WORK TO COMPLETE >> Could you print every record below exactly as it appears?

DATA SUPPLIED >>
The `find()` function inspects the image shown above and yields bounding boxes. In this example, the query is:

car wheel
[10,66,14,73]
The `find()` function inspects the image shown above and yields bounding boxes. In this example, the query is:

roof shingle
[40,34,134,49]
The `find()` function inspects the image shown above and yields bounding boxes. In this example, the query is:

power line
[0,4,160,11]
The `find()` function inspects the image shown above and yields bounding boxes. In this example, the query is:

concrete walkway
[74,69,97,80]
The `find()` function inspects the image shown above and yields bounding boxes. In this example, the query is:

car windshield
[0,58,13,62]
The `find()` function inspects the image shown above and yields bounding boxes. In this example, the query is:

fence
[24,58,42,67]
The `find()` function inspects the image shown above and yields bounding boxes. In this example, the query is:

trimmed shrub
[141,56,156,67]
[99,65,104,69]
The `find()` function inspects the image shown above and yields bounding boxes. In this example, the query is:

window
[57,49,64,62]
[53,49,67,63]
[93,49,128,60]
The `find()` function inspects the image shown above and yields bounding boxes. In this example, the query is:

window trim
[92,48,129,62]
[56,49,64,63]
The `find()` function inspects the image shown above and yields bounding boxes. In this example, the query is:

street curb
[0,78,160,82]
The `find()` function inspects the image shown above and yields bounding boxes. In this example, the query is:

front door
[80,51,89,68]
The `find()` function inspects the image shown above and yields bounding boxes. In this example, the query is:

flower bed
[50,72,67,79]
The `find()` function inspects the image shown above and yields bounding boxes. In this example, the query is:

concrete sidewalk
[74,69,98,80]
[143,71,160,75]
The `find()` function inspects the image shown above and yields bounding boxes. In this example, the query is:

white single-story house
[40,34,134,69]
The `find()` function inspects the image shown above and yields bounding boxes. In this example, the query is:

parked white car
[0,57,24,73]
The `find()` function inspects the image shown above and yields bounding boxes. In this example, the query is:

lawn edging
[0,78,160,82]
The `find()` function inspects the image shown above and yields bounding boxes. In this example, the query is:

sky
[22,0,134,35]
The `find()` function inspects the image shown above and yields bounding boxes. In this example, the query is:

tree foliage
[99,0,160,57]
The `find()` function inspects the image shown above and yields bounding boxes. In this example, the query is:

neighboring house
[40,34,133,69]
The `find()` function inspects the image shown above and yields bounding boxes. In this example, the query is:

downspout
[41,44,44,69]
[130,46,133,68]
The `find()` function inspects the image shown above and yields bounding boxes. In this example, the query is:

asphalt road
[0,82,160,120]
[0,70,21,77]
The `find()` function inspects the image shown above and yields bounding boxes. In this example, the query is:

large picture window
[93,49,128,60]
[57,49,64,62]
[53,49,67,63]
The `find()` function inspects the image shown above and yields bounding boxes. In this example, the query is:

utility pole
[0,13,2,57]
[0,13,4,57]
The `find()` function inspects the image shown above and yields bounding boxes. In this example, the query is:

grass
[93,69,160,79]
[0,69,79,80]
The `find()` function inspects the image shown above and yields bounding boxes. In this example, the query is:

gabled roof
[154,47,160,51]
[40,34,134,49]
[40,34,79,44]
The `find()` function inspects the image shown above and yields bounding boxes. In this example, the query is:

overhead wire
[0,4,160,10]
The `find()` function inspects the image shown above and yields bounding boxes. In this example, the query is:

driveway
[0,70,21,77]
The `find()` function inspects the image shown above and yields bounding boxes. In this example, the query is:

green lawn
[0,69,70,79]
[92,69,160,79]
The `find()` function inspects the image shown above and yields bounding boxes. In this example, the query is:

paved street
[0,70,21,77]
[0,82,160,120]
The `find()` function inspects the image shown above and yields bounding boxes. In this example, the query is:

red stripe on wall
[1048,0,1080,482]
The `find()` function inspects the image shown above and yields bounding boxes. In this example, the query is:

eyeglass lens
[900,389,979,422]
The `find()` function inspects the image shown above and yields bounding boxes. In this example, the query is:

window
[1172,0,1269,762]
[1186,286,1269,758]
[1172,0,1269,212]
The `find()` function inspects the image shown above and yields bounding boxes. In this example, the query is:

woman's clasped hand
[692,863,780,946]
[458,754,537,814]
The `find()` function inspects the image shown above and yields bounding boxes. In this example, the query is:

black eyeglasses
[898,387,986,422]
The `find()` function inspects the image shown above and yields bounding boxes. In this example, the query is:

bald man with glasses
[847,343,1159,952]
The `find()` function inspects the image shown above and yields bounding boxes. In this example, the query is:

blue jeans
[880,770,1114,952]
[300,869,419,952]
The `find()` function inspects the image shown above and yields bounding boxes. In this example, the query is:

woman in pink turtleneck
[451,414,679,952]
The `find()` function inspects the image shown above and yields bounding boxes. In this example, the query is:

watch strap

EXERCISE OUTPUT >>
The `find()` function inspects the image shown above and yields bounding boxes. In this example, the query is:

car wheel
[10,66,14,73]
The `find()` function inspects the image shown above and yields bounding boxes. In this example, the query is:

roof shingle
[40,34,134,49]
The `find()` function inspects the image shown above and yields bounding boxes. In this example, the query is:

power line
[0,4,160,11]
The `find()` function inspects the image shown above and yields bounding boxes. In this example, the query is:

concrete walkway
[74,69,97,80]
The `find()` function inspects the image shown above and yields bounding boxes. In this example, the query is:

car windshield
[0,58,13,62]
The `find()` function inspects the image shown above and yields bounding boxes. In this example, the query is:

fence
[24,58,42,67]
The `find()` function inspects the image shown above and yields bounding boxes. In this example, the query is:

trimmed shrub
[141,56,156,67]
[99,65,104,69]
The `find()` function inspects the image shown above and yields bounding boxes. In this example, the query is:

window
[57,49,64,62]
[53,49,67,63]
[93,49,128,60]
The `find()` function inspects the image shown above and yields bounding boxes. In this example, the query is:

window trim
[92,48,129,62]
[56,49,64,63]
The `find()` function inspects the image shown above and yields bounding boxes. In this example, the query is:

street curb
[0,78,160,82]
The `find()` function inspects the image shown above and yields bounding boxes. In this example, the query is:

front door
[80,51,89,68]
The `find()` function inspects the image shown above and yields bounding boxes. In this example, the query is:

flower bed
[50,72,67,79]
The `find()` function inspects the image shown above and yields bounding boxes. In this example, the query is:

concrete sidewalk
[74,69,98,80]
[143,71,160,75]
The `find()` function inspects the image shown above and yields bounding boxes. In this example, the query is:

white single-story house
[40,34,134,69]
The `find()` function inspects the image shown above and yields bounding boxes. In this example, the query is:

parked white car
[0,57,24,73]
The `find()` function inspects the image shown above and yields bounding boxes. In this example, the query is:

lawn edging
[0,78,160,82]
The `find()` function inspects the image shown above and yields bounding boxes. In this example, the query is:

sky
[22,0,134,35]
The `find()` function inspects the image shown above and yields bounding boxes. In this example, the query is:

tree foliage
[99,0,160,57]
The `find()` function inspects the image shown above and yields bounding boxes. In this example, the query is:

neighboring house
[40,34,133,69]
The `find()` function inspects the image shown above and yields bounding boxes. In this example, the query is:

downspout
[41,44,44,69]
[130,46,133,68]
The `find()` function inspects the image shown above and yields bounding boxes. In this example, the query is:

asphalt road
[0,82,160,120]
[0,70,21,77]
The `find()` function inspects the image shown above and yields bounding boxes. In this example, the query is:

large picture window
[93,49,128,60]
[57,49,64,62]
[53,49,67,63]
The `find()` function inspects the image shown above and yields bounding boxes. In this example, the query is:

utility pole
[0,13,2,57]
[0,13,4,57]
The `find()` function inspects the image shown above and yields bounding boxes. In this example, the query is:

grass
[93,69,160,79]
[0,69,79,80]
The `find()` function inspects the image shown above and yields bounding boxes. In this example, the query is:

gabled roof
[154,47,160,51]
[40,34,134,49]
[40,34,79,44]
The `find()` function inspects the image shown above and yields bounding boxes. In this example, the query is:

overhead wire
[0,4,160,10]
The `find()` function inspects the image shown above and yields bounding boxes. In this example, the query is:

driveway
[0,70,21,77]
The `find()` function inspects the image shown above and yields bounding boxes. In this example, the query is:

green lawn
[0,69,70,79]
[92,69,160,79]
The `find()` function inspects the image shown above and yields bounding boxes. In this example, the query is:

paved street
[0,70,21,77]
[0,82,160,120]
The `find()` function inspects the image shown above and yields bounding boxes. In this example, the query is:

red stripe on wall
[1048,0,1080,482]
The `find()` function inspects the image shown above and yields bounding boxes. In this example, the query is:

eyeglass lens
[900,389,979,422]
The `find()` function inspects the image shown above and yields bounding boxes. In this example, the query is:

window
[1172,0,1269,762]
[1186,286,1269,758]
[1172,0,1269,212]
The `find()` function inspects the image shown above and yields bounding boxes. In this example, the query is:

woman's clasped hand
[692,863,780,946]
[458,754,537,814]
The `find()` function inspects the image shown above and yields bounding boxes. In this example, the query is:

black eyeglasses
[898,387,986,422]
The `find()` function inspects the image shown above and yields bounding boxes. In this example, the query is:

bald man with glasses
[847,343,1159,952]
The `find()` function inspects the image shown above and yields bounding boxes. In this example, the query is:

blue jeans
[880,770,1114,952]
[300,869,419,952]
The `find()` function inspects the image shown above and yields bounding boxes. In this example, the query is:

woman in pink turtleneck
[451,414,679,952]
The `find()` function inspects the image shown above and yields bounding boxes. In this example, the query is:

watch strap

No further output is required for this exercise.